* **What is needed**: Continue the opinion piece below about labeling salon products for health risks, starting right after its last sentence.

Label salon products to disclose health risks
Imagine that your favorite hair product’s label read, “Warning: may cause infertility,” or listed “formaldehyde,” a cancercausing embalming fluid, as an ingredient. Whatever our products contain, you and I remain blissfully ignorant of our exposure and risk because professional cleaning and salon products often do not label their ingredients (although our hair probably looks fabulous).
The Legislature is debating AB1575 and SB258, two bills to improve labeling for salongrade nail polish, shampoos and hair coloring, cosmetics and skin cleaning products, as well as toothpaste, household cleaning products and automotive industry cleaning products. If you or your loved ones use these products, you should ask your representative to ensure the bills pass. Let me tell you why.
Unlike medications, commercial chemicals undergo little, if any, testing before being introduced into our world. Currently, 9.5 trillion pounds of commercial chemicals pass annually through the United States: enough to dump a new 14-ton sack of industry-grade mystery dust on each American’s pillow each night of each year. Though some may temporarily irritate the skin and lungs, many are endocrine-disrupting chemicals like diethylstilbestrol, or DES, that disrupt our hormone systems and cause disease even in low doses.
The story of DES is one well-studied, notorious example of chemical harms. It was prescribed during the Baby Boom era to prevent pregnancy miscarriage, and is now linked to infertility, obesity and cancer in women who were exposed to this drug in the womb. New data suggest that even the grandchildren of women prescribed DES bear higher disease risks. Chemicals like DES can change the ways that inherited genes are turned on and off, their negative effects to ripple through our genes for generations.

* **Data excerpts**:

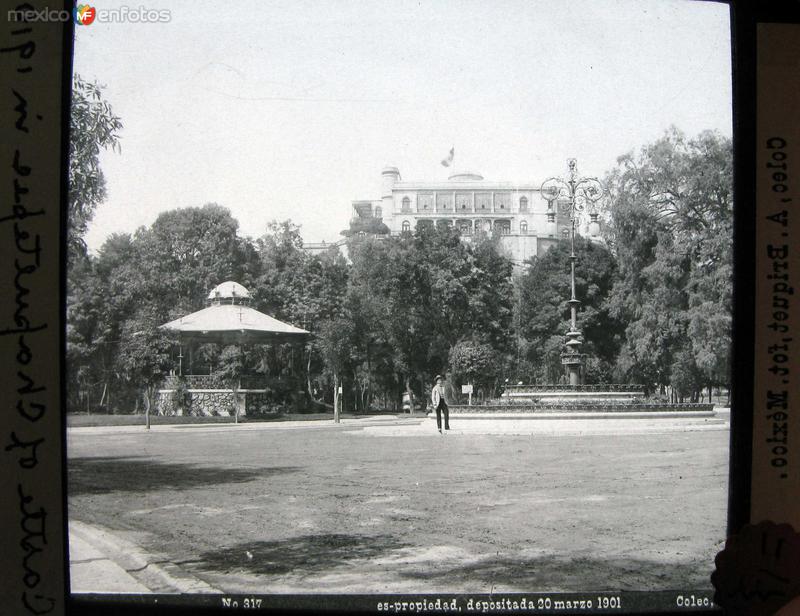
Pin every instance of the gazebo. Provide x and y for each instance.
(227, 320)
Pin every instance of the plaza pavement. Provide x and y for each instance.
(100, 559)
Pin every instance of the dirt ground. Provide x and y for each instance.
(344, 509)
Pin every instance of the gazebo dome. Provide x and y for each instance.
(229, 292)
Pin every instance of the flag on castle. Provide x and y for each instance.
(449, 160)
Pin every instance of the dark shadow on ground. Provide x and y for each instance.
(103, 475)
(572, 574)
(309, 553)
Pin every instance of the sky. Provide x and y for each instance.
(289, 110)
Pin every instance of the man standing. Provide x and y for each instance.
(439, 400)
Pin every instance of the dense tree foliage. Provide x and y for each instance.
(93, 127)
(671, 228)
(655, 298)
(544, 311)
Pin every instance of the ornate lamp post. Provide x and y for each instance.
(573, 195)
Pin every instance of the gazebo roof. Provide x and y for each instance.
(229, 290)
(233, 323)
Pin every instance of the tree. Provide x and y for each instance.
(544, 309)
(335, 338)
(185, 253)
(474, 362)
(93, 127)
(670, 227)
(144, 355)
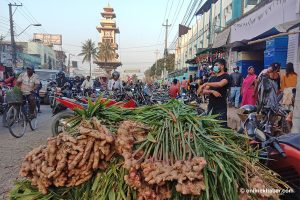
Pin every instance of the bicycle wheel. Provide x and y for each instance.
(33, 122)
(16, 122)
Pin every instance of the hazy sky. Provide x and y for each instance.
(140, 23)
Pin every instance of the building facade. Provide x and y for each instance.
(46, 54)
(211, 19)
(108, 31)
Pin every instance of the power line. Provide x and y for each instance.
(176, 17)
(170, 9)
(161, 29)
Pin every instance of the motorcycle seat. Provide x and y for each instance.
(292, 139)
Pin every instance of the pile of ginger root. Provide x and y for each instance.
(150, 177)
(67, 160)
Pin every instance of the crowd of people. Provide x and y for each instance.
(218, 87)
(222, 87)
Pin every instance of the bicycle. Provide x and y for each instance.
(17, 118)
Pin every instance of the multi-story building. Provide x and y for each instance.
(108, 31)
(46, 54)
(211, 19)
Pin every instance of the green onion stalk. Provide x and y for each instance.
(178, 133)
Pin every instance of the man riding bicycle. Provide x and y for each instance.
(29, 83)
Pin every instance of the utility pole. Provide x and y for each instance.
(12, 34)
(69, 62)
(166, 45)
(156, 53)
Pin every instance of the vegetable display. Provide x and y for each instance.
(67, 160)
(155, 152)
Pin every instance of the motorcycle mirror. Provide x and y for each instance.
(260, 135)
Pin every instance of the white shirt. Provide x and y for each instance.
(114, 85)
(87, 84)
(28, 83)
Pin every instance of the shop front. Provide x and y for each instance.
(261, 37)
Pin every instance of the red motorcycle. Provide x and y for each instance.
(282, 154)
(65, 108)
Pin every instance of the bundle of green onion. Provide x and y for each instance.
(176, 133)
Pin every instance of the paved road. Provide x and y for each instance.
(13, 150)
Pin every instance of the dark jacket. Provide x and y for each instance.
(236, 79)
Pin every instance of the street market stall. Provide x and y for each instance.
(162, 151)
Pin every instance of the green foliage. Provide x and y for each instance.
(176, 133)
(170, 66)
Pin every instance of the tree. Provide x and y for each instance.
(106, 52)
(89, 52)
(134, 78)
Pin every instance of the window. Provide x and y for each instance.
(45, 58)
(251, 2)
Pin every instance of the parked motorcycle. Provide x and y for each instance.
(282, 154)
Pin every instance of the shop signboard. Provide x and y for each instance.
(267, 17)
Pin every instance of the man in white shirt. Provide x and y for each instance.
(29, 82)
(115, 84)
(87, 85)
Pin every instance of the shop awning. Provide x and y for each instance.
(205, 7)
(202, 51)
(191, 61)
(221, 39)
(286, 27)
(264, 21)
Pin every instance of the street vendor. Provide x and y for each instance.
(217, 87)
(29, 82)
(115, 84)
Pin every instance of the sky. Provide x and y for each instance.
(140, 23)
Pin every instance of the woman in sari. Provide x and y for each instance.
(248, 97)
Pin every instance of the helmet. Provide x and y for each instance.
(116, 74)
(30, 67)
(67, 84)
(247, 109)
(61, 74)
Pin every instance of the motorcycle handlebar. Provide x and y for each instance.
(279, 149)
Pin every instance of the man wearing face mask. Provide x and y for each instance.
(236, 81)
(216, 88)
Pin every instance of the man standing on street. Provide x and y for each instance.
(87, 85)
(115, 84)
(174, 89)
(29, 83)
(216, 88)
(184, 85)
(236, 81)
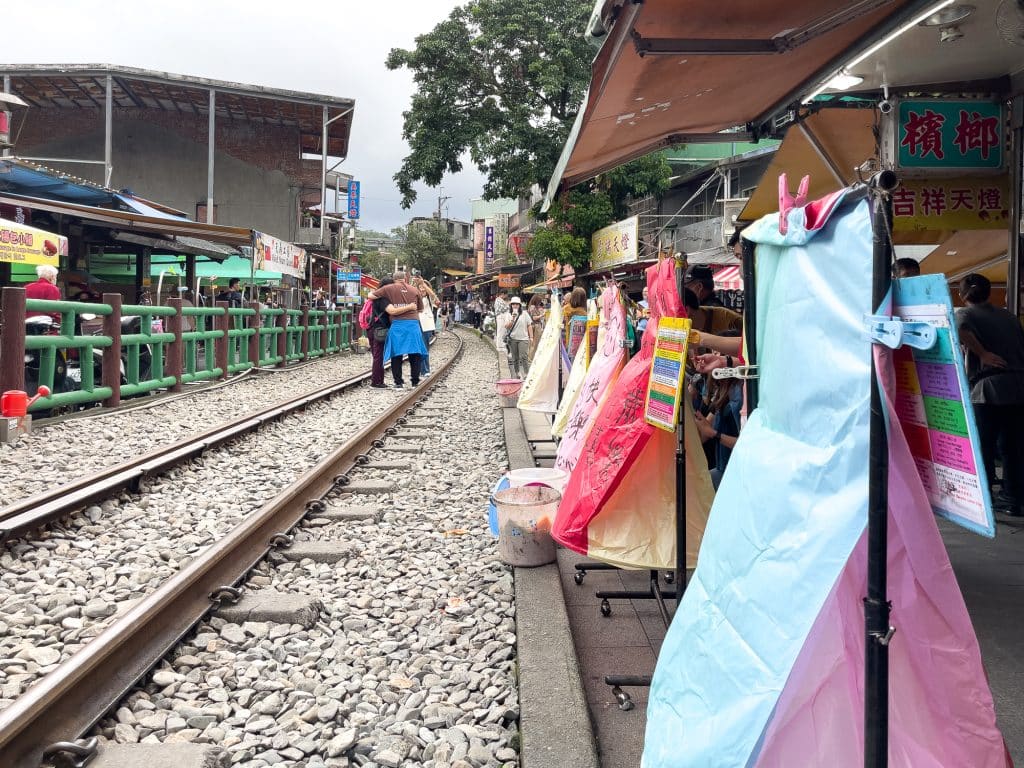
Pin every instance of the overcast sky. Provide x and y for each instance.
(336, 48)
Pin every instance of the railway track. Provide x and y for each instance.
(24, 515)
(46, 721)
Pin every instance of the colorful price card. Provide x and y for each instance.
(667, 368)
(933, 406)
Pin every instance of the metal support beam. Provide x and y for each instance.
(6, 89)
(109, 132)
(1014, 276)
(211, 146)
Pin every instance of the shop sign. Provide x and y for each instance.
(275, 255)
(26, 245)
(501, 235)
(667, 368)
(488, 245)
(348, 286)
(508, 281)
(17, 214)
(353, 199)
(518, 244)
(934, 411)
(942, 134)
(981, 203)
(614, 245)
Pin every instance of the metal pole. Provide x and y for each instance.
(7, 113)
(323, 178)
(211, 146)
(109, 132)
(877, 606)
(1017, 166)
(750, 320)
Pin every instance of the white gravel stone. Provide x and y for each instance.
(412, 662)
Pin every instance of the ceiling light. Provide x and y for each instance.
(844, 81)
(948, 15)
(931, 11)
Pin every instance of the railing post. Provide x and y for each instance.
(174, 365)
(222, 325)
(283, 338)
(255, 323)
(12, 340)
(112, 354)
(305, 334)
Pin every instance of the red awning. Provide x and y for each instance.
(680, 71)
(729, 279)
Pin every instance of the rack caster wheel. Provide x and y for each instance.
(624, 699)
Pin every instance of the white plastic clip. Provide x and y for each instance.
(895, 333)
(739, 372)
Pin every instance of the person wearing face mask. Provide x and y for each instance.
(518, 337)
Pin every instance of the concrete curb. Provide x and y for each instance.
(554, 719)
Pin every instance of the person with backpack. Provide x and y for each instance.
(377, 328)
(517, 338)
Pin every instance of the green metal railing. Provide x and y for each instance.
(136, 380)
(200, 357)
(53, 353)
(172, 345)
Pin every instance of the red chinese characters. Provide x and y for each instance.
(924, 133)
(976, 132)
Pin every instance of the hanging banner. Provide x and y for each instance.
(933, 403)
(26, 245)
(981, 203)
(509, 281)
(353, 199)
(348, 286)
(278, 256)
(667, 370)
(615, 244)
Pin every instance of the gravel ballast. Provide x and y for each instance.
(60, 586)
(412, 660)
(60, 451)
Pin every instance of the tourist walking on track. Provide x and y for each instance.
(404, 336)
(517, 338)
(380, 322)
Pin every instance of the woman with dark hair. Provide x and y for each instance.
(574, 316)
(994, 342)
(380, 322)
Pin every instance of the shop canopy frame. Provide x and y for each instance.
(664, 77)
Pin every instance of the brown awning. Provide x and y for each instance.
(675, 72)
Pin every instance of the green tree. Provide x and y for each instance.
(577, 214)
(427, 248)
(502, 80)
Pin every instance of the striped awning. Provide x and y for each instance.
(729, 279)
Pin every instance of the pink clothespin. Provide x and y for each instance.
(786, 202)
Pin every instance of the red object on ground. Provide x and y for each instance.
(15, 403)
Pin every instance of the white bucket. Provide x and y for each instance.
(524, 518)
(555, 478)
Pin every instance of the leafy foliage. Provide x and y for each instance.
(428, 249)
(502, 80)
(582, 211)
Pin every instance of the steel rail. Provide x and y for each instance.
(27, 514)
(72, 699)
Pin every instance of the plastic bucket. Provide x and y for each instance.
(524, 518)
(555, 478)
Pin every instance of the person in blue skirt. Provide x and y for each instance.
(404, 337)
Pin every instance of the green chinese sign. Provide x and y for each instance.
(949, 133)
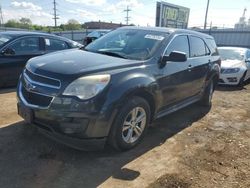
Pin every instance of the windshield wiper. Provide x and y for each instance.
(112, 54)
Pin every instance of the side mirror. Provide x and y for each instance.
(174, 56)
(8, 52)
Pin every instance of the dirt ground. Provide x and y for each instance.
(194, 147)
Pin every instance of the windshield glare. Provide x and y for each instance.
(129, 43)
(4, 39)
(231, 54)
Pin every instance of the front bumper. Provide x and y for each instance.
(75, 123)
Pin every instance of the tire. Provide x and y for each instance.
(130, 125)
(241, 83)
(208, 94)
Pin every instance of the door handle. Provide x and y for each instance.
(190, 68)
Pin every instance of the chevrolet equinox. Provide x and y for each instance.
(112, 89)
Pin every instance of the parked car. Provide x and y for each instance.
(111, 90)
(94, 35)
(235, 65)
(16, 48)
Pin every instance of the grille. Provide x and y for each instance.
(35, 98)
(221, 81)
(42, 79)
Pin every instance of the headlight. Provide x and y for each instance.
(231, 70)
(88, 86)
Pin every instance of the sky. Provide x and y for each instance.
(222, 13)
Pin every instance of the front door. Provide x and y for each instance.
(15, 56)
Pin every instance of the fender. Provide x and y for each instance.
(132, 84)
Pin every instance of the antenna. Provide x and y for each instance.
(127, 18)
(55, 14)
(244, 12)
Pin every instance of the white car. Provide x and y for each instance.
(235, 65)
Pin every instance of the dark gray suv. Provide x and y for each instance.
(112, 89)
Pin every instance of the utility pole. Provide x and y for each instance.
(127, 17)
(1, 17)
(55, 17)
(205, 22)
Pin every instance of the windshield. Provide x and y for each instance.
(4, 39)
(231, 54)
(128, 43)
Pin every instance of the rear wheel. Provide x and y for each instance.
(208, 94)
(130, 125)
(241, 83)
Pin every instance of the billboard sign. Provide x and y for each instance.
(169, 15)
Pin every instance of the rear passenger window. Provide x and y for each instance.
(26, 46)
(248, 54)
(180, 43)
(197, 47)
(54, 45)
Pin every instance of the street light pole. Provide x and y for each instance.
(205, 22)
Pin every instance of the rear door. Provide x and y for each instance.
(13, 63)
(175, 85)
(52, 44)
(248, 65)
(200, 61)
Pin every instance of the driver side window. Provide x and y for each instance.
(180, 43)
(25, 46)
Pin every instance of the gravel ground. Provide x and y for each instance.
(194, 147)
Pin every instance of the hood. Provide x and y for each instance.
(76, 62)
(232, 63)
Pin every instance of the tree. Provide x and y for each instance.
(12, 23)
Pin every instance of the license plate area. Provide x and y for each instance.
(26, 113)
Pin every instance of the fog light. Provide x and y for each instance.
(76, 125)
(232, 79)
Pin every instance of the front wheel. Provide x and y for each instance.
(208, 94)
(130, 125)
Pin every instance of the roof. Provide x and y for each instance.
(232, 47)
(16, 34)
(168, 30)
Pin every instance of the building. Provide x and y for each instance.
(243, 24)
(102, 25)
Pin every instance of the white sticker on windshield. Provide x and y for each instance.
(47, 42)
(154, 37)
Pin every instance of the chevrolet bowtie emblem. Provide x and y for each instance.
(29, 86)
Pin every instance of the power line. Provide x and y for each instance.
(127, 18)
(55, 17)
(205, 22)
(1, 17)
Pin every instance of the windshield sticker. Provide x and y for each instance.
(47, 42)
(154, 37)
(4, 39)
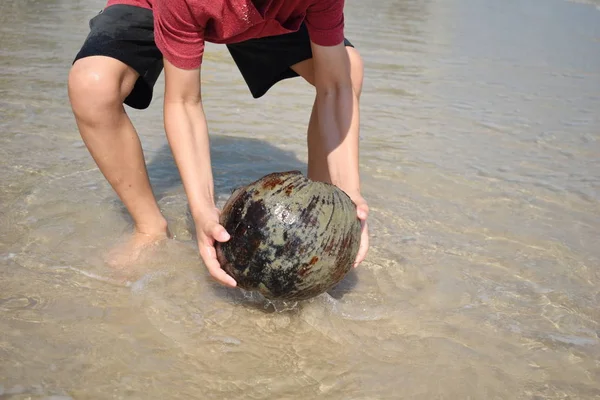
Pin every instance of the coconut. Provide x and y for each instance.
(291, 238)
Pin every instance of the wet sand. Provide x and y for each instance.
(480, 159)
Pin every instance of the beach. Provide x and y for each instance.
(480, 160)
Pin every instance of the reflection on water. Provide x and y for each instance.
(481, 164)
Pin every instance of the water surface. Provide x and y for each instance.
(480, 159)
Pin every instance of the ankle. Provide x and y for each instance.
(155, 228)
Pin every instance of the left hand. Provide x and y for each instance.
(362, 211)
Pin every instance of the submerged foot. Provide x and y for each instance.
(137, 249)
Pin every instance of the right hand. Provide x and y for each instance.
(208, 231)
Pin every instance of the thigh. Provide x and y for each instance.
(126, 33)
(265, 61)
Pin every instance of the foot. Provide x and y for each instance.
(137, 249)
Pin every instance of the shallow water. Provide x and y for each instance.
(481, 164)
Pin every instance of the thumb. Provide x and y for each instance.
(219, 233)
(362, 211)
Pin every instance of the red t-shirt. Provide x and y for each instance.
(181, 27)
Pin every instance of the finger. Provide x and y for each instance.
(364, 246)
(209, 257)
(218, 232)
(362, 211)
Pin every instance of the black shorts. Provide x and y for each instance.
(126, 33)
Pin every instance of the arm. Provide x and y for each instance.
(337, 105)
(337, 108)
(187, 133)
(180, 38)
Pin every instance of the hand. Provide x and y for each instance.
(362, 211)
(208, 230)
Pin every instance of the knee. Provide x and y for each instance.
(94, 89)
(356, 70)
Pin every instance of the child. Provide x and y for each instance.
(132, 41)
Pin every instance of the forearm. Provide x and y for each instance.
(338, 114)
(187, 133)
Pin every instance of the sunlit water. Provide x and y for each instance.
(480, 159)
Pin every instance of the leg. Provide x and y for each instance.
(98, 86)
(317, 157)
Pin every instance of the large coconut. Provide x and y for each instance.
(291, 238)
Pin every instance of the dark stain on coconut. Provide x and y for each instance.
(291, 238)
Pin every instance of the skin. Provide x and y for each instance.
(97, 88)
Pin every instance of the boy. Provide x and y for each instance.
(132, 41)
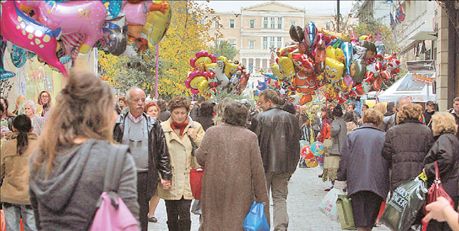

* **Written response**:
Though industry does respond to public concern, poor transparency remains problematic. Take bisphenol A, or BPA. We know that BPA negatively affects adult fertility and babies’ neurologic development, so “BPA-free” stickers helped companies market their products to safety-aware consumers. While we were looking for stickers, BPA was merely replaced with similar chemicals.
Similarly, the so-called “Toxic Trio” (formaldehyde, toluene, dibutyl phthalate) found in numerous nail polishes prompted companies to claim their product was toxin free. A 2012 report by the California Environmental Protection Agency revealed that these claims were often false.
Some will complain that change is onerous. Surely, products often contain many ingredients, and chemical names read like over-hyphenated alphabet soup. It can be a confusing list. But this is not cause to conceal information. A legal requirement of disclosure will help to ensure the manufacture of safer, faithfully-labeled products.
Moreover, there are solutions. Small pictograms, such as a picture of a pregnant woman with an overlying “X,” will cut through the confusion and convey a message as clear as the modern skull and crossbones. In some cases, that may be appropriate too.
Keep our communities safe and informed. Tell your representative that you vote for transparency.